Recorded data
- - -
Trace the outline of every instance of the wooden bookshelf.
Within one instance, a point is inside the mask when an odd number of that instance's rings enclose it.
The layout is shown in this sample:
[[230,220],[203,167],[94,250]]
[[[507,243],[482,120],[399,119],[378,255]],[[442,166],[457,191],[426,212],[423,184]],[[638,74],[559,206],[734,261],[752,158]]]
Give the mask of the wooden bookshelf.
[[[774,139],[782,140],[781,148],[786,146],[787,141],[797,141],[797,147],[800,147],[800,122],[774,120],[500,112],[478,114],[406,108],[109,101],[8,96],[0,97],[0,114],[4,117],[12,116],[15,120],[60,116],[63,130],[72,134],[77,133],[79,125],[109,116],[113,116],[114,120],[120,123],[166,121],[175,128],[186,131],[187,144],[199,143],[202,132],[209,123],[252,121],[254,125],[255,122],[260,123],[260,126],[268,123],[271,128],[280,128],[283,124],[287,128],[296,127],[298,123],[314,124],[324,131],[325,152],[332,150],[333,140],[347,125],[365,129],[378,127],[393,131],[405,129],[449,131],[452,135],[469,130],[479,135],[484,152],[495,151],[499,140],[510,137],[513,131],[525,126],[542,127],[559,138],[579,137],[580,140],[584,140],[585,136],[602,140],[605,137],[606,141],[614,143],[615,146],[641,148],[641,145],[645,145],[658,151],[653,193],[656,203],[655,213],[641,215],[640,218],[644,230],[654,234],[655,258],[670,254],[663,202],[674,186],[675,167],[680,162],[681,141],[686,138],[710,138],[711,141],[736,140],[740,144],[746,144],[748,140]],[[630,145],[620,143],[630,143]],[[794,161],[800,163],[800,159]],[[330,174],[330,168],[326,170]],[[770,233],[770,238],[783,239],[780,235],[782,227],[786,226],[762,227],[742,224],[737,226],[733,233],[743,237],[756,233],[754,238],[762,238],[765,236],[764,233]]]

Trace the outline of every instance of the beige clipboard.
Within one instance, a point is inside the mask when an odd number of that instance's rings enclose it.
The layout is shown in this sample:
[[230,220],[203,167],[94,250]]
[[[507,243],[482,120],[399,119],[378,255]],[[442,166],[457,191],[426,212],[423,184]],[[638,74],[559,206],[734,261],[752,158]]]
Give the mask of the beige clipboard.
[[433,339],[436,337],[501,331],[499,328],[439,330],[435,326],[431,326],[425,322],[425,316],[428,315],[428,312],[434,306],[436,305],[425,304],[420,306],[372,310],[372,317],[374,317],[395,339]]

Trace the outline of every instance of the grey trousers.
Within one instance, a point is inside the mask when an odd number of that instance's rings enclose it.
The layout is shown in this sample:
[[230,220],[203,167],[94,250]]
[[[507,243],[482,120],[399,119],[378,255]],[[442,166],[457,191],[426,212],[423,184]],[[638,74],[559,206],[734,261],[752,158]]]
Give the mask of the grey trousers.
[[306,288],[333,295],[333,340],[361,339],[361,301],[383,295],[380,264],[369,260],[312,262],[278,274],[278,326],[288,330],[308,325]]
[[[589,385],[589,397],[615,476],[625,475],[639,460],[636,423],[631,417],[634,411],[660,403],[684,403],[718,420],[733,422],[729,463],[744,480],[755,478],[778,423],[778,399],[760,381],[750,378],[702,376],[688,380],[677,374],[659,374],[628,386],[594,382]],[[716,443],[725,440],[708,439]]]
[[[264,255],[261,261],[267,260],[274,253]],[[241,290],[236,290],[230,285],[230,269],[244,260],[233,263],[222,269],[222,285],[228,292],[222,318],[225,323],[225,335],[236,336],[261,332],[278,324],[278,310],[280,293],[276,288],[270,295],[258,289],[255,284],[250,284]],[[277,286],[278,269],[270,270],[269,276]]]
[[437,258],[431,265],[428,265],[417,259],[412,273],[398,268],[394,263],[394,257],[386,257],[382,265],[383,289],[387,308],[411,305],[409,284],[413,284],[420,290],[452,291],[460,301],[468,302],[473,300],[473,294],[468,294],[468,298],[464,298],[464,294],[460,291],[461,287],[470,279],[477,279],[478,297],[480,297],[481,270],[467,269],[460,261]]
- - -
Would you set the entries down again, exactly as they were written?

→ ANSWER FOR THIS EXERCISE
Trace the outline of every instance of the wooden bookshelf.
Within one instance, a point is inside the mask when an odd number of that instance's rings enclose it.
The layout is shown in this sample:
[[230,220],[203,167],[94,250]]
[[[507,243],[482,120],[399,119],[378,255]],[[442,166],[457,191],[426,212],[423,184]],[[638,74],[559,206],[734,261],[752,158]]]
Give the mask of the wooden bookshelf.
[[[774,139],[782,140],[781,148],[786,146],[787,141],[797,141],[797,147],[800,147],[800,122],[774,120],[500,112],[478,114],[406,108],[109,101],[8,96],[0,97],[0,114],[4,117],[12,116],[15,120],[60,116],[63,130],[72,134],[77,133],[79,125],[109,116],[113,116],[114,120],[120,123],[166,121],[175,128],[186,131],[187,144],[199,143],[202,132],[209,123],[252,121],[254,125],[255,122],[260,123],[260,126],[268,123],[271,128],[280,128],[283,124],[287,128],[296,127],[298,123],[314,124],[324,131],[325,152],[332,150],[333,140],[347,125],[365,129],[378,127],[393,131],[405,129],[449,131],[452,135],[469,130],[479,135],[484,152],[495,151],[499,140],[510,137],[513,131],[525,126],[542,127],[559,138],[579,137],[580,140],[584,140],[585,136],[602,140],[605,137],[606,141],[614,143],[615,146],[641,148],[641,145],[645,145],[658,151],[653,193],[656,203],[655,213],[641,215],[640,218],[644,230],[654,234],[655,258],[670,254],[663,202],[674,186],[675,167],[680,162],[681,141],[686,138],[710,138],[711,141],[736,140],[740,144],[746,144],[748,140]],[[630,145],[620,143],[630,143]],[[794,161],[800,163],[800,159]],[[330,174],[330,168],[326,170]],[[770,233],[770,238],[783,239],[780,235],[782,227],[786,226],[762,227],[742,224],[737,226],[733,233],[743,237],[756,233],[754,238],[762,238],[765,236],[764,233]]]

Trace the outline of every instance of the beige clipboard.
Within one instance, a point is inside the mask when an odd number of that instance's rings enclose it.
The layout is shown in this sample:
[[230,220],[203,167],[94,250]]
[[[507,243],[482,120],[399,119],[378,255]],[[442,166],[457,191],[426,212],[423,184]],[[638,74],[559,206],[734,261],[752,158]]]
Give the mask of the beige clipboard.
[[433,339],[436,337],[501,331],[499,328],[439,330],[435,326],[431,326],[425,322],[425,316],[428,315],[428,312],[434,306],[436,305],[425,304],[420,306],[372,310],[372,317],[374,317],[395,339]]

Trace the outline of every instance of the grey trousers.
Within one instance, a point is inside the mask when an odd number of that instance's rings enclose it.
The layout is shown in this sample:
[[230,220],[203,167],[94,250]]
[[[507,243],[482,120],[399,119],[378,255]],[[442,166],[457,191],[426,212],[423,184]],[[638,74],[559,206],[734,261],[752,158]]]
Give the mask of the grey trousers.
[[306,288],[333,295],[333,340],[361,339],[361,301],[383,295],[380,264],[369,260],[312,262],[278,274],[278,326],[288,330],[308,325]]
[[[589,385],[589,397],[615,476],[625,475],[639,460],[636,423],[631,417],[634,411],[660,403],[684,403],[718,420],[733,422],[729,463],[744,480],[755,478],[778,423],[778,399],[760,381],[750,378],[702,376],[688,380],[677,374],[659,374],[628,386],[594,382]],[[716,443],[725,440],[708,439]]]
[[[264,255],[261,261],[267,260],[274,253]],[[241,290],[236,290],[230,285],[230,269],[244,260],[233,263],[222,269],[222,285],[228,292],[222,318],[225,323],[225,335],[236,336],[261,332],[278,324],[278,310],[280,293],[276,288],[270,295],[258,289],[255,284],[250,284]],[[277,286],[278,269],[270,270],[269,276]]]
[[437,258],[431,265],[428,265],[417,259],[412,273],[398,268],[394,263],[394,257],[386,257],[382,265],[383,289],[387,308],[411,305],[409,284],[413,284],[420,290],[452,291],[460,301],[468,302],[473,300],[473,294],[468,294],[468,298],[464,298],[464,294],[460,291],[461,287],[470,279],[477,279],[478,297],[480,297],[481,270],[467,269],[460,261]]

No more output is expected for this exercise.